What you need to do:
**1.** Answer these questions using the WEINMANN company history:
(a) In what year was the ULM CASE created?
(b) By what percentage did major military orders raise turnover in the early 1980s?
(c) What did the company name its therapy device for sleep apnea syndrome?
**2.** Please carry on the WEINMANN company history from the point where it stops.

*** Document section ***

Joachim Griefahn’s instinct for customer needs continued to pay off. When a Norwegian customer was looking for ventilators suitable for ambulances, Griefahn remembered an article on time-controlled ventilators in a French specialist magazine. “We can do that too”, he was sure of it. And he was right: the first MEDUMAT was created and quickly became the norm in ambulances. Even today, the ventilator is still being used. “Shortly after it was introduced, a paramedic told me that, pre-MEDUMAT, she often had to manually ventilate patients for an hour. Unimaginable today”, said Griefahn. When a renowned rescue magazine compared MEDUMAT with the Pullmotor from Dräger and WEINMANN’s device came out on top, success in the emergency medical services was assured. A number of great collaborations followed, for instance with Friedrich Wilhelm Ahnefeld, then head physician at the Federal Armed Forces hospital in Ulm, and the emergency physician Bodo Gorgaß. In 1977, this collaboration was behind the creation of the ULM CASE, which is still used by a lot of organizations today.
The 1980s: successes and challenges
The 1980s were characterized by great successes and challenges. Major orders from the military led to a 70% increase in turnover in the early 1980s, which made it possible to expand the office building. At the same time, several studies were published which showed that COPD patients with a regular oxygen supply live longer. Griefahn obtained a license for an American dosing device (Oxytron) and offered those affected a good alternative to the heavy oxygen concentrators. However, at the end of the 1980s, a new Hospital Financing Act (Krankenhausfinanzierungsgesetz - KHG) presented the company with a challenge: “It was like a curse. For months, physicians were no longer buying emergency cases. And then, just like that, everything went back to normal and the turnover figures increased again”, Griefahn recalls.
New markets and innovations

The end of the 1980s brought further success for the company. A group from Marburg wrote a letter asking WEINMANN to develop a sleep apnea therapy device. The company responded to this customer request by launching Somnotron, a therapy device for sleep apnea syndrome and a nasal mask for sleep therapy.

*** End of Document section ***
*** Supplied entries ***

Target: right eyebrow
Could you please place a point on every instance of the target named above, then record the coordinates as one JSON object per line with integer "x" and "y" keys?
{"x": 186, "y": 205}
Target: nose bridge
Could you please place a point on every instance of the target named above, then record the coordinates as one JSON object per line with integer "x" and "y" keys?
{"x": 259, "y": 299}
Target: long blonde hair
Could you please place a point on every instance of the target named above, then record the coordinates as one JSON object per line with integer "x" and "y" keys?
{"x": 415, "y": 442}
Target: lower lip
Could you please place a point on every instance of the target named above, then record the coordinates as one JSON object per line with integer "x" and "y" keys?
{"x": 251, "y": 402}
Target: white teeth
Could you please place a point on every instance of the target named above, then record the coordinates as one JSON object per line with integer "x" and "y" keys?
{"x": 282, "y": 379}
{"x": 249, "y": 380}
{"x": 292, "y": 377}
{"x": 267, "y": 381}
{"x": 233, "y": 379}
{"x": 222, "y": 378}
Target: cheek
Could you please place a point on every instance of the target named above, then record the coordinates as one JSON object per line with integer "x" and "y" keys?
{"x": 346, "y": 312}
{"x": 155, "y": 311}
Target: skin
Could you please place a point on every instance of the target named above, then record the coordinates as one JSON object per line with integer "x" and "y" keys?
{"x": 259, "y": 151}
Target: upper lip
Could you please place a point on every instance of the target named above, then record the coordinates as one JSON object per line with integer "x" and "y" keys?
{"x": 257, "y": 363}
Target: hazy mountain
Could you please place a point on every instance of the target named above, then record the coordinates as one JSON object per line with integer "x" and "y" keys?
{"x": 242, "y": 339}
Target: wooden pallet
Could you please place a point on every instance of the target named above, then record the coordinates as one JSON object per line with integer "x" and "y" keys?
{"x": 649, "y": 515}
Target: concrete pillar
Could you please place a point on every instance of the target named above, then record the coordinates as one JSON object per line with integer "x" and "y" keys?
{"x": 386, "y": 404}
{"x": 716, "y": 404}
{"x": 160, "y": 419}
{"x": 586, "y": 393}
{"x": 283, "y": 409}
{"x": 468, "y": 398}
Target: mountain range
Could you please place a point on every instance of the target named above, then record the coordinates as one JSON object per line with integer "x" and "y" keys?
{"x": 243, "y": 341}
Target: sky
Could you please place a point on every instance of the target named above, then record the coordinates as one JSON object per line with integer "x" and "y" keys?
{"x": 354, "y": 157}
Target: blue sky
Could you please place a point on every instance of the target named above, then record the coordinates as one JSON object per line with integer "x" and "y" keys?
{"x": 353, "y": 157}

*** End of Supplied entries ***
*** Supplied entries ***

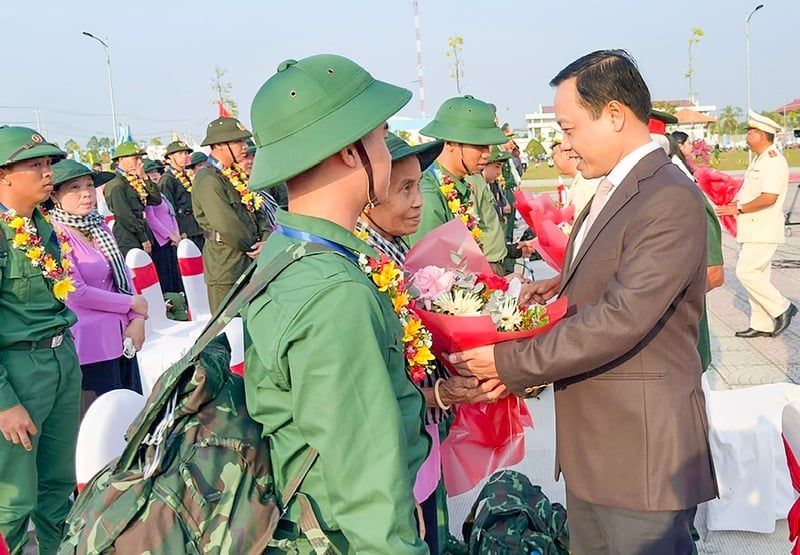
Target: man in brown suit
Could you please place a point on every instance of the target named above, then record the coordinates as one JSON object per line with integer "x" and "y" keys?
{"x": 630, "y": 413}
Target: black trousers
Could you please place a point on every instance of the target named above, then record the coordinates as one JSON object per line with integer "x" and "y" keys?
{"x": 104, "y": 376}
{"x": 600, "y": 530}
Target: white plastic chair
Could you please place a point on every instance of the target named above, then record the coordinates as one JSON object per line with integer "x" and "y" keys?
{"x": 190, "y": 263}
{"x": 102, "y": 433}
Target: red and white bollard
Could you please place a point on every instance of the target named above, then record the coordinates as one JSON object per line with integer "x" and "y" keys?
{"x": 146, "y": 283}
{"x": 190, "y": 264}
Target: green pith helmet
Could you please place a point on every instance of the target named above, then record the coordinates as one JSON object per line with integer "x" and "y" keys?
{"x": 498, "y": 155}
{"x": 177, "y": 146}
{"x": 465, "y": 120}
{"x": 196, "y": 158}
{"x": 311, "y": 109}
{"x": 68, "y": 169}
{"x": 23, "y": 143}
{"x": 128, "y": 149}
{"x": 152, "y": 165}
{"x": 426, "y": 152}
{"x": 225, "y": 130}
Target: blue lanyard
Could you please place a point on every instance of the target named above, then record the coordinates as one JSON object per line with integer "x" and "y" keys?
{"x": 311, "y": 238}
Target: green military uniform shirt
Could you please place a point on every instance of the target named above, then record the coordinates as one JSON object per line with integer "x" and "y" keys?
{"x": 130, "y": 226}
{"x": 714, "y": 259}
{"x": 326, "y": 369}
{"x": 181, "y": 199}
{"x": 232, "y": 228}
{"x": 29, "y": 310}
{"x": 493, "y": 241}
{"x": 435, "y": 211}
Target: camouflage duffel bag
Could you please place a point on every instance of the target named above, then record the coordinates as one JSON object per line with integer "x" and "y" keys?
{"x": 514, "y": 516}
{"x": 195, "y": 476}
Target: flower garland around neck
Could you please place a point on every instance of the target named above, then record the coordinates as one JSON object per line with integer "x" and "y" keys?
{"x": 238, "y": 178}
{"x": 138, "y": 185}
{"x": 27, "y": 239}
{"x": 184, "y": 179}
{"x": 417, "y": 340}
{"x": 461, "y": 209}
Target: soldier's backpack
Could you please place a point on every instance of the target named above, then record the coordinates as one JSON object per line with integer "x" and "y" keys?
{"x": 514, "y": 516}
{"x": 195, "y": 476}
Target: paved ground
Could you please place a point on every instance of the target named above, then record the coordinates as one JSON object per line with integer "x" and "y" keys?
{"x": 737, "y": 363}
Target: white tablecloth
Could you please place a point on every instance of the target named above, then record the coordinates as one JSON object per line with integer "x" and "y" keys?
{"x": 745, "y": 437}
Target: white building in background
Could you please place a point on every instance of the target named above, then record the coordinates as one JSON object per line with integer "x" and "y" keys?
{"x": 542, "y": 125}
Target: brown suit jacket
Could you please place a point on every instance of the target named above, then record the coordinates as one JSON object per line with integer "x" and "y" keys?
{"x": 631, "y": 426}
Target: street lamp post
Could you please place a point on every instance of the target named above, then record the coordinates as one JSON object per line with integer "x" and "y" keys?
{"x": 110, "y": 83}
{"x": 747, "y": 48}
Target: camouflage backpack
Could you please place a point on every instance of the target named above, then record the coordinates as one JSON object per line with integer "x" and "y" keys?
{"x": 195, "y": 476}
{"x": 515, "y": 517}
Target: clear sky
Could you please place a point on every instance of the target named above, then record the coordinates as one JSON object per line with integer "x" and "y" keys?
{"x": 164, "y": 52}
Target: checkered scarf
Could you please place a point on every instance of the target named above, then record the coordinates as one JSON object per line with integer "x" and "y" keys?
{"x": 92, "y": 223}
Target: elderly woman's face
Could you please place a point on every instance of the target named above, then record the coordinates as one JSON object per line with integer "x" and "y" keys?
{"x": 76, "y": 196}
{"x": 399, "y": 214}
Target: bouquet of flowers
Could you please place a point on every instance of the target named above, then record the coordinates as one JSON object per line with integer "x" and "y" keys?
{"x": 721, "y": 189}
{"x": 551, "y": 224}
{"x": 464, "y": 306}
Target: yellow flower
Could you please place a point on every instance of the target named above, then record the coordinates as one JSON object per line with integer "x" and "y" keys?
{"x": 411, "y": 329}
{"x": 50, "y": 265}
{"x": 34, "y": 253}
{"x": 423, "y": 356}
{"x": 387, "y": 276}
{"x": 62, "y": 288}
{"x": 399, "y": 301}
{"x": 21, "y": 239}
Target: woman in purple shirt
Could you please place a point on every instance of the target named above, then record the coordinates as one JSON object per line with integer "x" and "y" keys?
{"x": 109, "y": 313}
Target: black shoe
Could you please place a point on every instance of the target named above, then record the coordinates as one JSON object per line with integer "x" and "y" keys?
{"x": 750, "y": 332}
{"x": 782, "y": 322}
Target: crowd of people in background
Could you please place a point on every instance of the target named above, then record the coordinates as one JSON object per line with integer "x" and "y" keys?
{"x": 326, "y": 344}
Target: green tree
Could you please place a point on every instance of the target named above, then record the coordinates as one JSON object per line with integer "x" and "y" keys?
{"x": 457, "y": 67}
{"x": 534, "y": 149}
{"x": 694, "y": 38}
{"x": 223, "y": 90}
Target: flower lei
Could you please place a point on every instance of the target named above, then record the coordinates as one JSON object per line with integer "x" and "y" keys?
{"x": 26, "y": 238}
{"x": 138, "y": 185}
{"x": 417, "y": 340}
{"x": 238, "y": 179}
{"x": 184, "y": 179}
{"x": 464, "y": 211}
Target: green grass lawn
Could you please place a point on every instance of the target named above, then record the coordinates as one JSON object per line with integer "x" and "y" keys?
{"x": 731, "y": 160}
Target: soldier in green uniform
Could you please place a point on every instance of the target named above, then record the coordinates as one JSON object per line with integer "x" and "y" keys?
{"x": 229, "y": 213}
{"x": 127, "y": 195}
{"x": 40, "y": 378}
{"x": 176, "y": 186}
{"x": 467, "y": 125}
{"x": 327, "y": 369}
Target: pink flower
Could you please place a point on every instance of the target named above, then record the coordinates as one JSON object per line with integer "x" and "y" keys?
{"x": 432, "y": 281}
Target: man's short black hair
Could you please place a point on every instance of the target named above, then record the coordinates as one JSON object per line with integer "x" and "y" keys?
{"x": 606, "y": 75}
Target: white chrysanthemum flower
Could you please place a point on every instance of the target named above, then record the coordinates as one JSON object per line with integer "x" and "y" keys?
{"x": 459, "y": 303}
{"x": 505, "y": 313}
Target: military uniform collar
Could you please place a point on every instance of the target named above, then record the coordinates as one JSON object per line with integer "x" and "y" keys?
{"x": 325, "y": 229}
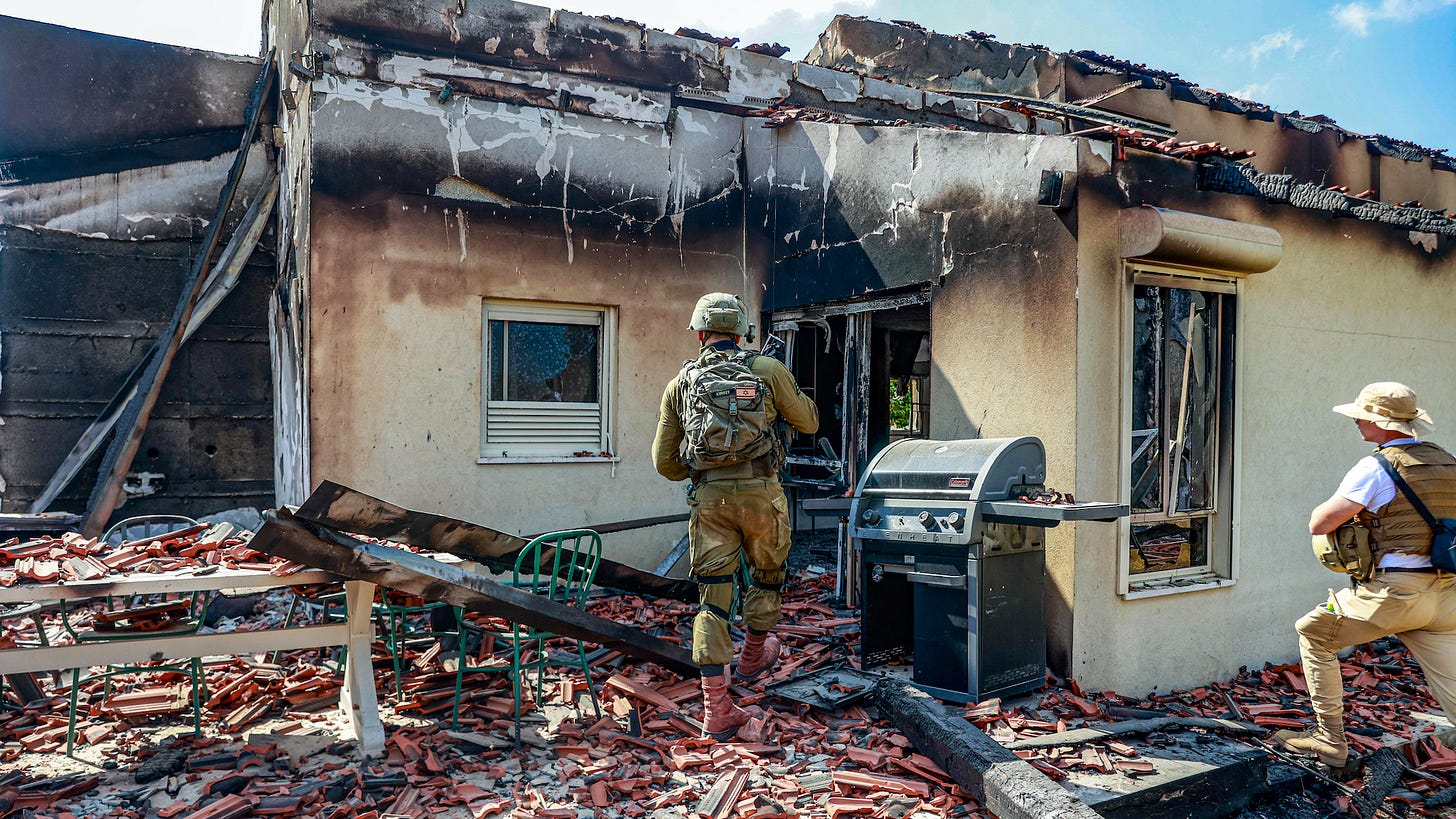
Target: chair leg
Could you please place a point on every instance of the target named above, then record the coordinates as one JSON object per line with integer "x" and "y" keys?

*** End of Supplied entries ***

Response list:
**1.**
(a) 1977
(b) 70%
(c) Somnotron

**2.**
A further upswing followed after the reunification of Germany, when WEINMANN rapidly expanded in East Germany. At a congress in Brandenburg in 1990, it became clear that East German emergency physicians urgently needed new equipment. Griefahn invited the physicians to Hamburg and quickly impressed them with WEINMANN products. By 1994, 95% of ambulances in East Germany were equipped with WEINMANN ventilators. Nevertheless, the next challenge was just around the corner: “New regulations for pressure reducers made it difficult for our engineers to design them to fit. We were worried that we may not be able to deliver”, recalls Griefahn. Yet WEINMANN cleared this hurdle too.
Looking to the future
2003 marked the end of Joachim Griefahn’s time at WEINMANN. He handed the business over to his son Marc Griefahn to bring “a breath of fresh air” to the company and focus on internationalization. But up to that point, he had shaped WEINMANN’s history with innovative ideas and his commitment to improving people's lives.
What started out as a small precision engineering company is now a leading medical technology company. WEINMANN is a community that continues to set new standards thanks to togetherness and innovation. “A few years turned into a lifetime”, he says, reflecting on his time at WEINMANN. This sentence sums up the history of the company perfectly – always evolving, but always staying true to its roots as well. “I am certain that WEINMANN will remain an innovative and forward-looking company. Strong togetherness will continue to characterize the company”, Griefahn concluded.